_TASK ITEM_:
Nothing but the lines from the one with "indicate the framed" through the end of the listing should be reproduced, each exactly and with pictures omitted.

=== Section Start ===

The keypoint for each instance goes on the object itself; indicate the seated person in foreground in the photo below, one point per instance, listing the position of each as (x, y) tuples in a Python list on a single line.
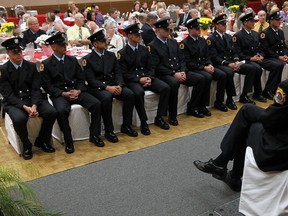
[(134, 62), (64, 80), (20, 86), (105, 82), (264, 130)]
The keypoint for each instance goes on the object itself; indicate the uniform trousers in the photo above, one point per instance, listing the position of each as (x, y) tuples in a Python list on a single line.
[(220, 77), (275, 68), (234, 143), (63, 106), (156, 86), (106, 99), (20, 118)]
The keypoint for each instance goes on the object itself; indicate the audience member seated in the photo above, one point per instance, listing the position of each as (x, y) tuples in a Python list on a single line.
[(33, 32), (114, 41), (20, 86), (52, 26), (184, 17), (206, 10), (64, 81), (261, 24), (77, 35)]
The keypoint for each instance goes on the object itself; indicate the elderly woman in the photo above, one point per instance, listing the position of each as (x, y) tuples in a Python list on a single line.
[(114, 40)]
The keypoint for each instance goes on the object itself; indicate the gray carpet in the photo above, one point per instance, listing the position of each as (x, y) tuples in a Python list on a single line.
[(159, 180)]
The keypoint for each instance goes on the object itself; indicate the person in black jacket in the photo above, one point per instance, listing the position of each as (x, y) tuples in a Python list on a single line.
[(264, 130), (32, 33), (20, 86), (169, 64), (148, 33), (105, 82), (64, 81), (134, 60), (198, 60)]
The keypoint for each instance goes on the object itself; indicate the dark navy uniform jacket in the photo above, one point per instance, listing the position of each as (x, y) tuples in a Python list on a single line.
[(22, 86), (134, 70), (167, 60), (55, 80)]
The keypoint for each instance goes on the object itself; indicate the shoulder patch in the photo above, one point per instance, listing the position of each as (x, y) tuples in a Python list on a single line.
[(280, 96), (41, 68), (84, 62), (262, 35), (118, 56), (149, 49)]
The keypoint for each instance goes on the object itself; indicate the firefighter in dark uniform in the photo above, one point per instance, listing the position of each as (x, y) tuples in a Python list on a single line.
[(64, 80), (105, 82), (273, 44), (222, 55), (134, 60), (198, 60), (20, 86), (246, 45), (170, 66), (264, 130)]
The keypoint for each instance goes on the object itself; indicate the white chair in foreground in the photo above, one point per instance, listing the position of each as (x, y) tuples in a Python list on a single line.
[(33, 126), (263, 193), (79, 121)]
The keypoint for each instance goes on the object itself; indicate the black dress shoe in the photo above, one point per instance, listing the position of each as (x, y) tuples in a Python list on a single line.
[(129, 131), (97, 141), (45, 147), (234, 183), (111, 137), (205, 111), (69, 148), (196, 113), (259, 98), (144, 128), (231, 105), (220, 106), (173, 121), (158, 121), (245, 99), (209, 167), (27, 154), (268, 94)]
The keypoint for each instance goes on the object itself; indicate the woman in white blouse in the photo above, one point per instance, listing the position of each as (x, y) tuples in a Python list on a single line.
[(114, 41)]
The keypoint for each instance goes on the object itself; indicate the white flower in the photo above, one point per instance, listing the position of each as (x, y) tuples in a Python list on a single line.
[(41, 39)]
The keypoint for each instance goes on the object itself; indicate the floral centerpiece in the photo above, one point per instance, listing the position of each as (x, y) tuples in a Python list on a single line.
[(234, 8), (7, 28), (205, 23), (47, 51)]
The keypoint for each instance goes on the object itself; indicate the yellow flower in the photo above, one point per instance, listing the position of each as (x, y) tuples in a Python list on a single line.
[(7, 27)]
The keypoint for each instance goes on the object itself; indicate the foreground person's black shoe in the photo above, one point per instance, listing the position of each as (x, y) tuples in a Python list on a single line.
[(69, 148), (27, 154), (209, 167), (234, 183), (45, 147)]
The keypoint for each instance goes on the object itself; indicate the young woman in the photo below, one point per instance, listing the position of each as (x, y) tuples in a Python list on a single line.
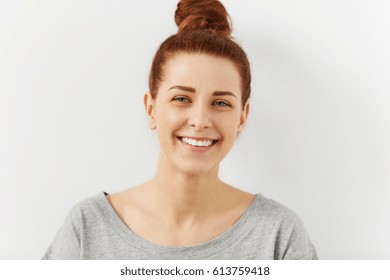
[(198, 103)]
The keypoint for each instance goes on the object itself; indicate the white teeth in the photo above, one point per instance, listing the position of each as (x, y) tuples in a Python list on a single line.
[(193, 142)]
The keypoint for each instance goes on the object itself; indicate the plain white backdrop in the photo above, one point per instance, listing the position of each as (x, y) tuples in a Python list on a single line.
[(72, 122)]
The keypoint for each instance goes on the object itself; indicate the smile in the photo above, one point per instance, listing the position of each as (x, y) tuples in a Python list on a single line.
[(197, 143)]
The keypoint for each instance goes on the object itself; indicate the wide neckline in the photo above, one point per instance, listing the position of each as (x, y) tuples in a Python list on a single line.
[(199, 251)]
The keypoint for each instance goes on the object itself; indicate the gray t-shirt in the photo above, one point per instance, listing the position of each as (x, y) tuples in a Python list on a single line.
[(267, 230)]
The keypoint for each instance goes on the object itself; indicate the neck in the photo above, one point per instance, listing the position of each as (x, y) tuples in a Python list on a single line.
[(183, 196)]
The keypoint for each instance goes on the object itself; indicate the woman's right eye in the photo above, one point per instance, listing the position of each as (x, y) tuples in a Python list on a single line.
[(181, 99)]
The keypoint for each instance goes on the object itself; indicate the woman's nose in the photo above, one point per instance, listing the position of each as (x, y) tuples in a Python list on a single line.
[(199, 117)]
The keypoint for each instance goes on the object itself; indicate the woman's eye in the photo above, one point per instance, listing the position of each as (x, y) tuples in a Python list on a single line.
[(221, 103), (181, 99)]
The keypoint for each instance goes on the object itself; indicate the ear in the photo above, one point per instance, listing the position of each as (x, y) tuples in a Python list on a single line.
[(243, 117), (149, 108)]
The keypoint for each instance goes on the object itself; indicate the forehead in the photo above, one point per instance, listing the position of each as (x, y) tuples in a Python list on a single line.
[(202, 70)]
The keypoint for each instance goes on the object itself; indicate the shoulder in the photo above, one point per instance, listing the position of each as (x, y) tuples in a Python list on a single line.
[(266, 208), (280, 226)]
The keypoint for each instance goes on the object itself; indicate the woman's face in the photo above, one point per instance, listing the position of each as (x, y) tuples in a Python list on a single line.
[(197, 112)]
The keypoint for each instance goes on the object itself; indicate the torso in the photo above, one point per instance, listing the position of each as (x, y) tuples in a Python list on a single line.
[(148, 223)]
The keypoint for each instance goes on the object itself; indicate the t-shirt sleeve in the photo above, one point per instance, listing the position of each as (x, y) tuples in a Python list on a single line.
[(299, 245), (66, 244)]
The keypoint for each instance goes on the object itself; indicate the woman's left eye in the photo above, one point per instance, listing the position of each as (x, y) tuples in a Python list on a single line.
[(181, 99), (221, 103)]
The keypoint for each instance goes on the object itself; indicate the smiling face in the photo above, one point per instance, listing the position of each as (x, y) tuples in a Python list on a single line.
[(197, 112)]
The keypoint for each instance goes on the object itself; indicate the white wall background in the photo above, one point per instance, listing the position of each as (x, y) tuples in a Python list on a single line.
[(72, 78)]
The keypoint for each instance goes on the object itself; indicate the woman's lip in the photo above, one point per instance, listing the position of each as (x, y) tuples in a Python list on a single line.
[(197, 148), (197, 138)]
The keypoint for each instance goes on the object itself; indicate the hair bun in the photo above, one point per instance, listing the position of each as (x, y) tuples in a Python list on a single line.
[(203, 15)]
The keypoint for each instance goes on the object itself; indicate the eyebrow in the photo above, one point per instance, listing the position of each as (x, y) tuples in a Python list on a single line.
[(191, 89)]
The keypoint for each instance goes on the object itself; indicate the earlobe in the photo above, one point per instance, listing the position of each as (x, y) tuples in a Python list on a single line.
[(243, 118), (149, 108)]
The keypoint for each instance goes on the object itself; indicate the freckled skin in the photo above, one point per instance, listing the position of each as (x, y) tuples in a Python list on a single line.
[(198, 113)]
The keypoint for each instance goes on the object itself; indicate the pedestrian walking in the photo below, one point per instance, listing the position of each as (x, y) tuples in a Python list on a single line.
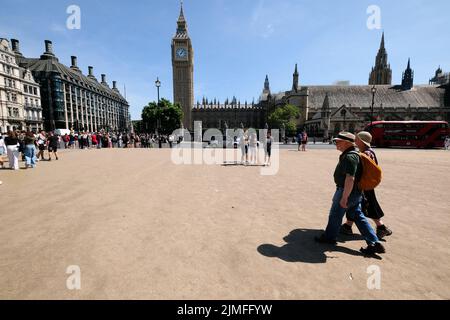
[(30, 150), (304, 140), (370, 205), (447, 143), (347, 197), (53, 141), (253, 146), (3, 150), (299, 140), (171, 139), (268, 149), (12, 147)]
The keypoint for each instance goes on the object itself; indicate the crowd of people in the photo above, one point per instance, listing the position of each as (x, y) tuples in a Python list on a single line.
[(30, 147), (249, 144)]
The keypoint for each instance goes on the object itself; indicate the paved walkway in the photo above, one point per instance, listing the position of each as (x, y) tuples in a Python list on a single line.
[(139, 226)]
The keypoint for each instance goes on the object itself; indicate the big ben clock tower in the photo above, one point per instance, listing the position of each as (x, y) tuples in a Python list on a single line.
[(183, 70)]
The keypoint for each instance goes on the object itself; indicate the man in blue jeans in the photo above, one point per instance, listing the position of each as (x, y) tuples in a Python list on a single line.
[(347, 197)]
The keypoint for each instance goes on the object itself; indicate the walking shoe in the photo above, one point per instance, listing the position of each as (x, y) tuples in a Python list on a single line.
[(346, 229), (323, 239), (371, 250), (383, 231)]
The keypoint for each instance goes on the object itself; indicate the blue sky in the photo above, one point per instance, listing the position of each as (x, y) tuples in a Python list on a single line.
[(236, 42)]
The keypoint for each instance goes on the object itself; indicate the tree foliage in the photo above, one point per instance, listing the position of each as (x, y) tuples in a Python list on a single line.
[(167, 115), (285, 116)]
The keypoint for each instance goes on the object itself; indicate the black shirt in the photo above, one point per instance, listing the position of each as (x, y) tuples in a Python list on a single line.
[(53, 141), (11, 141)]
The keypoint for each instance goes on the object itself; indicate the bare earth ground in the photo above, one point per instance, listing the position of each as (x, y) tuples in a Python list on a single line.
[(141, 227)]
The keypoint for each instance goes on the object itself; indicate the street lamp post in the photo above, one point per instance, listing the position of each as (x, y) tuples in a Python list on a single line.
[(374, 90), (158, 124), (158, 85), (343, 114)]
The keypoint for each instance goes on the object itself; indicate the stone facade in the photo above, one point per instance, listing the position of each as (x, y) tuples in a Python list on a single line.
[(20, 100), (183, 70), (72, 100), (382, 73)]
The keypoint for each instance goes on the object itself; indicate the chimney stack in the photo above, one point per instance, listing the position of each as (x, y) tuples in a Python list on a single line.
[(74, 61), (48, 47), (15, 45)]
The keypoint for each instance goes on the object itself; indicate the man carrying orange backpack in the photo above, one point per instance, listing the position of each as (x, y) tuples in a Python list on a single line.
[(348, 196), (370, 205)]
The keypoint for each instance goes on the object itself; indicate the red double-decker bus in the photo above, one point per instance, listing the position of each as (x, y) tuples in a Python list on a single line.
[(410, 134)]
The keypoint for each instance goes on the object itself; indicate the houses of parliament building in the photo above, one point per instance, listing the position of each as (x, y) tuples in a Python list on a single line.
[(324, 110)]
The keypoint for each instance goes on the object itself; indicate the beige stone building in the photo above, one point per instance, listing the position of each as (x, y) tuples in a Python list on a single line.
[(20, 101)]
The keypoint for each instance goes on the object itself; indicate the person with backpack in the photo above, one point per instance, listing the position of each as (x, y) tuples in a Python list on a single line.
[(348, 197), (370, 205), (268, 149), (304, 140), (299, 140)]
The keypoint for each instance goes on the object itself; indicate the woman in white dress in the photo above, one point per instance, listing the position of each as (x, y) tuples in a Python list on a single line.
[(253, 146)]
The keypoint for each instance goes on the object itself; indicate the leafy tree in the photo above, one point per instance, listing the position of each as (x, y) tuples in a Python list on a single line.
[(286, 116), (137, 126), (166, 114)]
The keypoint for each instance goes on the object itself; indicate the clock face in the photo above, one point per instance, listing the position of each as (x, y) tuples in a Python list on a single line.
[(181, 53)]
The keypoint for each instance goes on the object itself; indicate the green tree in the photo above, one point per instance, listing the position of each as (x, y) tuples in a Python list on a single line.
[(137, 126), (166, 114), (286, 115)]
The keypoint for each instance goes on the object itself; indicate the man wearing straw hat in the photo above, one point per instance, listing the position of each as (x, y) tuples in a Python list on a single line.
[(347, 198), (370, 204)]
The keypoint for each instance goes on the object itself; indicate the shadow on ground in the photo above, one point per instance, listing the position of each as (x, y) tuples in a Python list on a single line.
[(301, 247)]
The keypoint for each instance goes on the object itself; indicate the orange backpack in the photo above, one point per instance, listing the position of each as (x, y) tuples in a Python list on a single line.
[(371, 175)]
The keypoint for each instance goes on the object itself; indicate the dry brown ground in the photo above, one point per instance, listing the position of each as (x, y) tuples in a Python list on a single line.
[(141, 227)]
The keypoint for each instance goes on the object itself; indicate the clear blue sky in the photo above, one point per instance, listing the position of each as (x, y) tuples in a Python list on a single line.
[(236, 42)]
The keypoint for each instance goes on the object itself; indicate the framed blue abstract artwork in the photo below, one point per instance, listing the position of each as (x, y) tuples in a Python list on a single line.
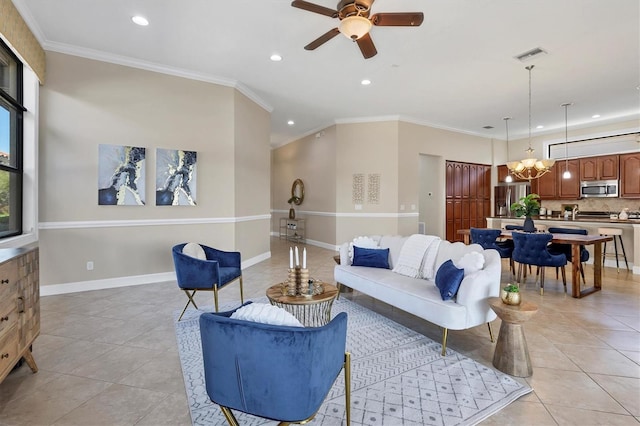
[(121, 175), (176, 177)]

=== Section End ===

_EXPECTED ANSWER_:
The keypoint for each instance goes on the object itself; indicate the framed blue abstract artwork in the photo below, one point per instance, listing the position of each as (x, y) tuples in a Python list on a single line.
[(121, 175), (176, 177)]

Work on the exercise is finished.